** begin Given records **
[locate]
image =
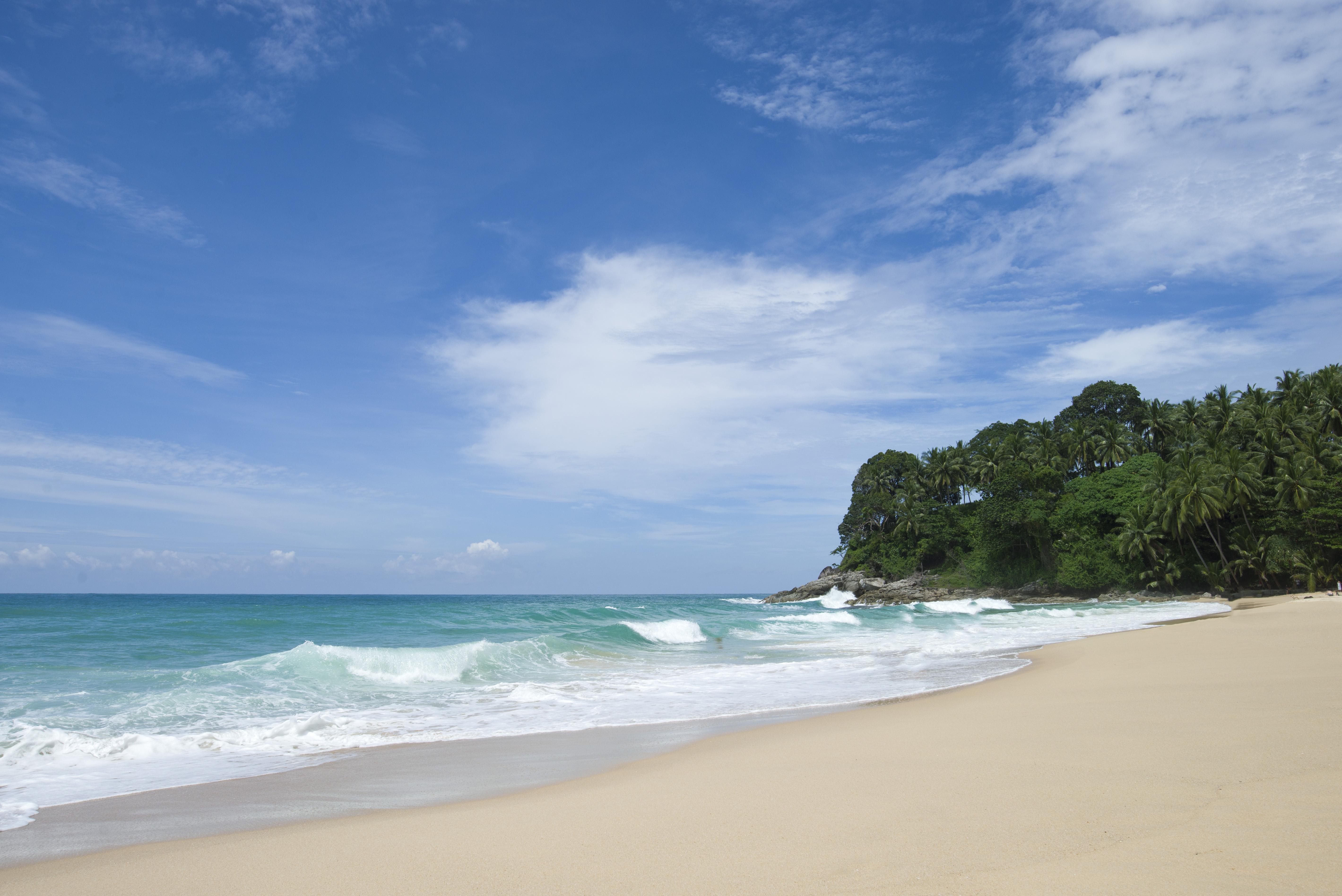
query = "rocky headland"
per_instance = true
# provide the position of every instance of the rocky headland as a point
(873, 591)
** end Given records **
Required task → Express the listing above as a JSON array of strings, one string per line, skipping blank lines and omitting the picture.

Complete output →
[
  "[locate]",
  "image =",
  "query = \"rocky headland\"",
  "per_instance = true",
  "# provide the position of every instance of the rocky headland as a point",
  "(873, 591)"
]